Transcribe every record verbatim.

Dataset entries
════════════════
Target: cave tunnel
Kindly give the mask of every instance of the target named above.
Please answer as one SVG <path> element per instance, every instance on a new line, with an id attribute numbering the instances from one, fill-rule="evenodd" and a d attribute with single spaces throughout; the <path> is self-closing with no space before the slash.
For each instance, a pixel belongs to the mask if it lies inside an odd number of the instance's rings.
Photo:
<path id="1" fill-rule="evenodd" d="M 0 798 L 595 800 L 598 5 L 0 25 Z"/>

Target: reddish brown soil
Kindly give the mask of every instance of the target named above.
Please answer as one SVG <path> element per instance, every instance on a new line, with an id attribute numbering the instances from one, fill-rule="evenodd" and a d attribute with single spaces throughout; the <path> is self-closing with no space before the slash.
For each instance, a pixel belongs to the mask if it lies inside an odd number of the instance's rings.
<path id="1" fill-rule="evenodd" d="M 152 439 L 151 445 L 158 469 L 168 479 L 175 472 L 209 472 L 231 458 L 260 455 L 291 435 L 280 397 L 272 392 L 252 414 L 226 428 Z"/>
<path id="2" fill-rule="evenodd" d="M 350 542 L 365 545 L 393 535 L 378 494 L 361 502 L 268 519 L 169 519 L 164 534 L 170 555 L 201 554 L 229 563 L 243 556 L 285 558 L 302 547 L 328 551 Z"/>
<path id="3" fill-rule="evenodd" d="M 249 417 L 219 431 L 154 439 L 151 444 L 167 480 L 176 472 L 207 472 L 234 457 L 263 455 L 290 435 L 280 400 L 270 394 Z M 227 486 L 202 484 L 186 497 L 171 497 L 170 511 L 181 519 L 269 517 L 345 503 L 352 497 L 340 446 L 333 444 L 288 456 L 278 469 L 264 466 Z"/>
════════════════
Solution
Target: cave tunnel
Kindly give the mask of every instance of the target named above.
Please answer as one SVG <path> element per instance, every instance on a new line, with an id attribute numbering the instances from one, fill-rule="evenodd" and a d attribute with single spaces throughout; the <path> is self-closing with no space before the slash.
For each instance, a pixel belongs to the mask if it lies inside an odd number of the instance's rings.
Photo:
<path id="1" fill-rule="evenodd" d="M 0 798 L 595 800 L 598 5 L 0 25 Z"/>

Target: reddish brown soil
Kindly give the mask of every instance of the target named above.
Please answer as one SVG <path> element per instance, every instance on a new line, with an id attribute numbering the instances from one, fill-rule="evenodd" and a d attribute with single spaces throughout; the <path> is self-closing with no space before the slash.
For each instance, a pixel belongs to the mask if it lies inside an odd number of the instance's rings.
<path id="1" fill-rule="evenodd" d="M 152 439 L 151 445 L 158 469 L 168 479 L 175 472 L 209 472 L 231 458 L 260 455 L 291 435 L 280 397 L 272 392 L 252 414 L 226 428 Z"/>
<path id="2" fill-rule="evenodd" d="M 350 542 L 365 545 L 393 535 L 378 494 L 361 502 L 268 519 L 169 519 L 164 534 L 170 555 L 201 554 L 229 563 L 243 556 L 285 558 L 302 547 L 328 551 Z"/>
<path id="3" fill-rule="evenodd" d="M 249 417 L 219 431 L 154 439 L 151 444 L 167 480 L 176 472 L 207 472 L 234 457 L 263 455 L 290 435 L 280 400 L 270 394 Z M 227 486 L 202 484 L 186 497 L 171 497 L 170 511 L 181 519 L 269 517 L 345 503 L 352 497 L 340 446 L 333 444 L 288 456 L 278 469 L 264 466 Z"/>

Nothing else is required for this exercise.